* [Objective]
Copy out every one of the following lines word for word, with nothing changed.

■ ■ ■ ■

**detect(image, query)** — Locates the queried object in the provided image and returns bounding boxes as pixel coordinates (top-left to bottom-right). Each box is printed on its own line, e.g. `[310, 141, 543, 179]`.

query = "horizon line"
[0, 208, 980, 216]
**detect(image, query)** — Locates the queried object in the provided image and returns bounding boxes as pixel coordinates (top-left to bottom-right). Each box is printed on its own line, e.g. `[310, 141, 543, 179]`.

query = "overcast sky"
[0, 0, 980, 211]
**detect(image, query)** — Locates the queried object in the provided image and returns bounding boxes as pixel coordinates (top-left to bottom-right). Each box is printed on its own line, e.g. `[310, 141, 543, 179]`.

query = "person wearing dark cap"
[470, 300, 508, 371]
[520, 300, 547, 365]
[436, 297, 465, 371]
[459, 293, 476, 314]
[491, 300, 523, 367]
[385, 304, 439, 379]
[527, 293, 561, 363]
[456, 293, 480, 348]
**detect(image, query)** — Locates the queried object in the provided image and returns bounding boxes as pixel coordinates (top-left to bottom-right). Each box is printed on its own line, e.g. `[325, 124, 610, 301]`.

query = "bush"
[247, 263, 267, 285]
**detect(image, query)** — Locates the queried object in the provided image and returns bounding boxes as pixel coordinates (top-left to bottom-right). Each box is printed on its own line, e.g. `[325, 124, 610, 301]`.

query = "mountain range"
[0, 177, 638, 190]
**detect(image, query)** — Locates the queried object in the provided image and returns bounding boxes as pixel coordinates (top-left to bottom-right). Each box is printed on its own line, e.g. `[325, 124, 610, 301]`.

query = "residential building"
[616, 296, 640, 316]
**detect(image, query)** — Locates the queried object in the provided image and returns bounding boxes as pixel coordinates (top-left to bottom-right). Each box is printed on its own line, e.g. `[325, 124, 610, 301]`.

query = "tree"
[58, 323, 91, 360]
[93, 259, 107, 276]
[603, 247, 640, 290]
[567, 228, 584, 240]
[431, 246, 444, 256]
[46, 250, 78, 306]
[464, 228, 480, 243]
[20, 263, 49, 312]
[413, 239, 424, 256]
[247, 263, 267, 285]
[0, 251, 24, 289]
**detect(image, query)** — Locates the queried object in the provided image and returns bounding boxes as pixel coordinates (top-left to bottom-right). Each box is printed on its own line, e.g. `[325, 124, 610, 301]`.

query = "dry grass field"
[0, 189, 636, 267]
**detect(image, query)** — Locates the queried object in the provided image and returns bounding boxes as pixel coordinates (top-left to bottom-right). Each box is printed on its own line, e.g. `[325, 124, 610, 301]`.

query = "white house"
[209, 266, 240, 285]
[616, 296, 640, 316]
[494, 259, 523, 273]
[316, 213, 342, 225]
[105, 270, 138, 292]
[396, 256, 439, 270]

■ ■ ■ ■

* [Task response]
**detect(image, query)** — Locates the queried object in the provided image and returns bounding boxes as pixel coordinates (top-left to bottom-right). Each box is printed on its own line, e.g. `[310, 141, 543, 179]`.

query = "horizon line"
[0, 208, 980, 216]
**detect(image, query)** — Locates the queried object in the provided image and returns bounding boxes as pixel coordinates (top-left to bottom-right). Each box is printed on its own line, e.g. `[310, 141, 543, 179]`.

query = "overcast sky"
[0, 0, 980, 211]
**detect(image, query)** — Locates the queried object in the provided image and returns bounding boxes as pixel coordinates (top-left to bottom-right). Each box is printed on its own line, e.g. `[310, 141, 543, 179]`.

query = "person wearing dark cap"
[470, 300, 508, 371]
[520, 300, 547, 365]
[436, 297, 465, 371]
[459, 293, 476, 314]
[491, 300, 523, 367]
[385, 304, 439, 379]
[527, 293, 561, 363]
[456, 293, 480, 348]
**detect(image, query)** — Locates the queried object in the provided image and returns bounding boxes as pixel coordinates (top-left to bottom-right). Each box is printed on its own line, e.g. `[325, 124, 610, 301]`.

query = "bush"
[247, 263, 267, 285]
**detect(image, query)** — Locates the queried object in the provided image and returns bounding boxes as pixel coordinates (top-left to bottom-right). Each box is printed on its own line, e.g. `[325, 124, 610, 301]`.

query = "mountain range"
[0, 177, 638, 190]
**detect(image, query)** — Locates the queried object in the provided image and returns bounding boxes as pixel coordinates (top-left to bottom-right). Each box is printed on its own line, e.g. `[325, 124, 610, 301]`.

query = "residential building"
[616, 296, 640, 316]
**detect(image, query)** — Locates the queried object in the provided image and returns bounding boxes as pixel coordinates (top-left to bottom-right). Each box is printed on its own line, e.g. `[325, 124, 610, 301]`.

query = "tree"
[58, 323, 91, 360]
[93, 259, 107, 276]
[603, 247, 640, 290]
[567, 228, 584, 240]
[431, 246, 444, 256]
[46, 250, 78, 306]
[464, 228, 480, 243]
[20, 263, 49, 312]
[413, 239, 424, 256]
[247, 263, 267, 285]
[0, 251, 24, 289]
**detect(image, query)** — Locates the queried object in the provided image and returns bounding boxes as pixel coordinates (top-left to bottom-right). Each box is printed on its own line, e.g. `[325, 124, 610, 301]`.

query = "dry grass field"
[0, 189, 636, 267]
**detect(image, query)** — Locates the queried object in the provided image and returns bounding boxes as pixel coordinates (top-left to bottom-right). Each box is printed on its own line, e.g. `[325, 124, 610, 301]`.

query = "white house"
[209, 266, 240, 285]
[616, 296, 640, 316]
[494, 259, 523, 273]
[316, 213, 342, 225]
[105, 270, 138, 292]
[396, 256, 439, 270]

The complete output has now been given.